EXCERPTED TEXT ::
Thoughts from, and conversations with, Rabbi Herson

Yes, It’s Personal

I like to read. I want to be aware. I want to gather information. Then I want to move on. I don’t need to open my heart to everything I read. But when studying the Torah, that approach doesn't do the trick. From a Chassidic perspective, I haven't really grasped a given Torah concept until I've found MYSELF in the narrative. In other words: I may understand the minutiae of a specific law, lesson or historical event being described, but I don't really 'get it' until I relate to it personally. Once I personally plug in to the Torah, once it is the tale of my life and once I am part of its rhythm, only then I have begun to digest the Torah in a real way. 
For example, take the famous episode of our enslavement in, and subsequent liberation from, Egypt. Are the historical facts important? Absolutely. But there's so much more. The Exodus story is MY story, and YOURS.
You see, Egypt represents limitations and impediments (its Hebrew name is related to the word for 'constrictions). Egypt represents my inability to apologize, my fear of failure, my fear of change. Egypt is my personal trap...and yours. So, Egypt is more than a geographical place, it is a condition; perhaps a state of mind.

CHALLENGES ::
1. Quote the essay from "I like to read." to "story, and YOURS.".
2. Answer these questions on the essay:
(a) From what perspective does the writer say a Torah concept is not truly grasped until one finds oneself in the narrative?
(b) Which episode does the essay offer as its example?
(c) Beyond a geographical place, what does the essay say Egypt is?

PROVIDED INFORMATION ::
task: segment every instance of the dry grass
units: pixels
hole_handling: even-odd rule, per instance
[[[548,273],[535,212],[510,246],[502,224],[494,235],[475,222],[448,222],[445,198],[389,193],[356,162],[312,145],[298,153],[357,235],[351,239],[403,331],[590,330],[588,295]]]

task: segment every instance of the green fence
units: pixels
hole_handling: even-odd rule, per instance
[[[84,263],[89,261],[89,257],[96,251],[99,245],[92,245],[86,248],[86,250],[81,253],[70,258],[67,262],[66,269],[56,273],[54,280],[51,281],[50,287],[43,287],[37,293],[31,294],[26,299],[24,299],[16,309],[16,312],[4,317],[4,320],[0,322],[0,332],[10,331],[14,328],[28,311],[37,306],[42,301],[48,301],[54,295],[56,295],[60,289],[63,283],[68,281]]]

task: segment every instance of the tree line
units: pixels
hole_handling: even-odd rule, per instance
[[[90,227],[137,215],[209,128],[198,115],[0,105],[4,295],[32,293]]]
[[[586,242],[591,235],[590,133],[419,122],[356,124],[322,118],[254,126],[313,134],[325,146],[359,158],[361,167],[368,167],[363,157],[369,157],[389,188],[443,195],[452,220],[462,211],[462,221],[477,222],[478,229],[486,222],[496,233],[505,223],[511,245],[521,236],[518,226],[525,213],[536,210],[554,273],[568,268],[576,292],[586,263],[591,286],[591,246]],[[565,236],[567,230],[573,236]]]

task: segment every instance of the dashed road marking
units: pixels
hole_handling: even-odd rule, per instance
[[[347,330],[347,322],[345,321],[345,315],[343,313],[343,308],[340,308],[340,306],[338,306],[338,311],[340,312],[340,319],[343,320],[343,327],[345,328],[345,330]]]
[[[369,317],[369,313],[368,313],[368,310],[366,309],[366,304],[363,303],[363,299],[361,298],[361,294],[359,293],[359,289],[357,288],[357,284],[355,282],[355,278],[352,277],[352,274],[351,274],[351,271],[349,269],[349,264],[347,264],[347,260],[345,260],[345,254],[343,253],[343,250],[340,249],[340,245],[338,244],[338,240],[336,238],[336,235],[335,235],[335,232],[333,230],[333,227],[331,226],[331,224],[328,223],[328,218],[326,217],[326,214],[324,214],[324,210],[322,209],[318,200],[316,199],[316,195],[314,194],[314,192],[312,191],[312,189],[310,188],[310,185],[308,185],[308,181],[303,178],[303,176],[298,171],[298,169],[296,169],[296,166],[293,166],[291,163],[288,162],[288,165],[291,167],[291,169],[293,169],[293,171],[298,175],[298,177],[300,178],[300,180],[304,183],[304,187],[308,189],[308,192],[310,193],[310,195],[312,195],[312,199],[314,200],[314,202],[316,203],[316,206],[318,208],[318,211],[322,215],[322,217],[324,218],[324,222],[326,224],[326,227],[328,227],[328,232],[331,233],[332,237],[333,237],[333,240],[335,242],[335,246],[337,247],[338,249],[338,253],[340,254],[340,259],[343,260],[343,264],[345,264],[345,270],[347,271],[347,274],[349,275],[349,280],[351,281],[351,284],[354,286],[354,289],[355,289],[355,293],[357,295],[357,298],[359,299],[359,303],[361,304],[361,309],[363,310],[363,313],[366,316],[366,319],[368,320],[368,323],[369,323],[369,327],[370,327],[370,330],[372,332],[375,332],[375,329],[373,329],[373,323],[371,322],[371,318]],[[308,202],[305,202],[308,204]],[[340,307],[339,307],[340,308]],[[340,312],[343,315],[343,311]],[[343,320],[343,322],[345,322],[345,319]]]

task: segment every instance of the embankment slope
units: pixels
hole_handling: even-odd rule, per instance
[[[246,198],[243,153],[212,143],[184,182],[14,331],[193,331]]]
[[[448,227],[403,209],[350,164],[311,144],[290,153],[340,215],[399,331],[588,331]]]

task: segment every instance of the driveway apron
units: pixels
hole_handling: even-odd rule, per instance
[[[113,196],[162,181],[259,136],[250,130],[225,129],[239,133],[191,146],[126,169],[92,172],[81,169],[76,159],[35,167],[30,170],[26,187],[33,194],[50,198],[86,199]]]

WRITTEN RESPONSES ::
1.
I like to read. I want to be aware. I want to gather information. Then I want to move on. I don’t need to open my heart to everything I read. But when studying the Torah, that approach doesn't do the trick. From a Chassidic perspective, I haven't really grasped a given Torah concept until I've found MYSELF in the narrative. In other words: I may understand the minutiae of a specific law, lesson or historical event being described, but I don't really 'get it' until I relate to it personally. Once I personally plug in to the Torah, once it is the tale of my life and once I am part of its rhythm, only then I have begun to digest the Torah in a real way. 
For example, take the famous episode of our enslavement in, and subsequent liberation from, Egypt. Are the historical facts important? Absolutely. But there's so much more. The Exodus story is MY story, and YOURS.

2.
(a) A Chassidic perspective.
(b) The enslavement in, and subsequent liberation from, Egypt.
(c) A condition, perhaps a state of mind.